SUPPLIED PASSAGE>
══════════

- South Africa / England
- Dates: 27 November – 9 December 2020
- Captains: Quinton de Kock / Eoin Morgan

One Day International series

Twenty20 International series
- Results: England won the 3-match series 3–0
- Most runs: Rassie van der Dussen (136) / Dawid Malan (173)
- Most wickets: Lungi Ngidi (4) Tabraiz Shamsi (4) / Sam Curran (3) Chris Jordan (3)
- Player of the series: Dawid Malan (Eng)

= English cricket team in South Africa in 2020–21 =

International cricket tour

The England cricket team toured South Africa during November and December 2020 to play three One Day International (ODI) and three Twenty20 International (T20I) matches. However, the ODI matches were called off due to a COVID-19 outbreak. The ODI series would have formed part of the inaugural 2020–2023 ICC Cricket World Cup Super League.

Due to the COVID-19 pandemic, the England team stayed in a bio-secure environment whilst in South Africa, with the matches played in Cape Town and Paarl. In October 2020, Cricket South Africa (CSA) made a plea to its parliament, saying that is of "critical importance", while waiting on government approval for the tour to go ahead. On 21 October 2020, both cricket boards agreed to the series, with the full tour itinerary being confirmed.

══════════

DATA SECTION>
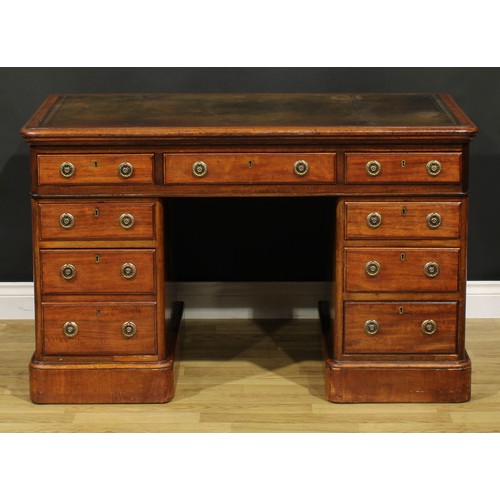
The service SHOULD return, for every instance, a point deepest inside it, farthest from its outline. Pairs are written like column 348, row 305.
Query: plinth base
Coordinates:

══════════

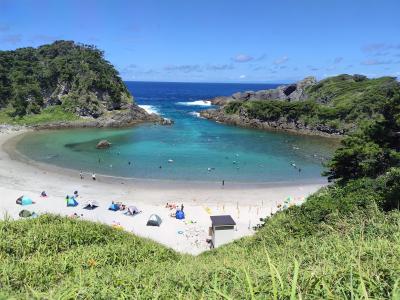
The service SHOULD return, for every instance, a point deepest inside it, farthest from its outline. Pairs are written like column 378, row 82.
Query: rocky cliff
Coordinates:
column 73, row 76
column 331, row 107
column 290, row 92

══════════

ASSIGNED TASK> Carry on the article about England's 2020 cricket tour of South Africa from its last sentence. The entries have nothing to do with the article about England's 2020 cricket tour of South Africa.

ANSWER SECTION>
England won the first two T20I matches to take an unassailable lead in the series. England won the third match by nine wickets to take the series 3–0, with the victory putting England at the top of the ICC T20I Championship.

The first ODI match, originally scheduled to be played on 4 December, was cancelled less than an hour before it was due to start, after a South African player tested positive for coronavirus. As a result, the fixture was moved back by two days. However, on 6 December, the rescheduled match was abandoned after two members of the hotel staff tested positive for coronavirus. Shortly after the match was called off, two members of England's touring party returned "unconfirmed positive tests" for the virus. Later the same day, the England and Wales Cricket Board (ECB) confirmed that the second ODI, scheduled for 7 December, would not be played on that date. On 7 December, the remainder of the ODI series was postponed. Both cricket boards agreed to work on hosting the ODI series at another time.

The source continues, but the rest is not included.